§ Excerpted text
The education sector returned to full demand. We were retained as the prime firm for many large systemic renovations and as consulting engineers for modernizations of the aging stock of school facilities and new schools to accommodate population shifts brought by redistricting. Our K-12 education practice expanded to the outlying counties and to an increasing number of independent and faith-based schools.

With a growing clientele of sophisticated institutions and architectural firms, plus the desire to be a leader in sustainable design, the firm looked to college recruiting as its main source of new engineering talent.   Efforts focused on the highly regarded Architectural Engineering program at Pennsylvania State University. The education and creativity of these young engineers combined with mentoring by senior staff has enabled us to make great strides in our professional qualifications and stay current with advances in sustainable design and the introduction of Building Information Modeling.

§ Action item
Reproduce the passage about the firm's school work and hiring word for word, in full. Rely only on the passage about the firm's school work and hiring.

§ Material provided
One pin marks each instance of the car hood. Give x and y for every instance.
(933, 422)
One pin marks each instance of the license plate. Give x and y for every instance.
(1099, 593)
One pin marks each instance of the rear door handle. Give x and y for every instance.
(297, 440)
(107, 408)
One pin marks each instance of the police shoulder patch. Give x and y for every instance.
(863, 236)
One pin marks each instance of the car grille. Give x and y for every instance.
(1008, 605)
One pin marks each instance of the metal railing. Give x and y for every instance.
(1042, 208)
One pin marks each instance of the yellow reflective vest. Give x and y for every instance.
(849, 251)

...

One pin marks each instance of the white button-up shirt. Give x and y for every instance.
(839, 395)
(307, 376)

§ Exercise output
The education sector returned to full demand. We were retained as the prime firm for many large systemic renovations and as consulting engineers for modernizations of the aging stock of school facilities and new schools to accommodate population shifts brought by redistricting. Our K-12 education practice expanded to the outlying counties and to an increasing number of independent and faith-based schools.

With a growing clientele of sophisticated institutions and architectural firms, plus the desire to be a leader in sustainable design, the firm looked to college recruiting as its main source of new engineering talent.   Efforts focused on the highly regarded Architectural Engineering program at Pennsylvania State University. The education and creativity of these young engineers combined with mentoring by senior staff has enabled us to make great strides in our professional qualifications and stay current with advances in sustainable design and the introduction of Building Information Modeling.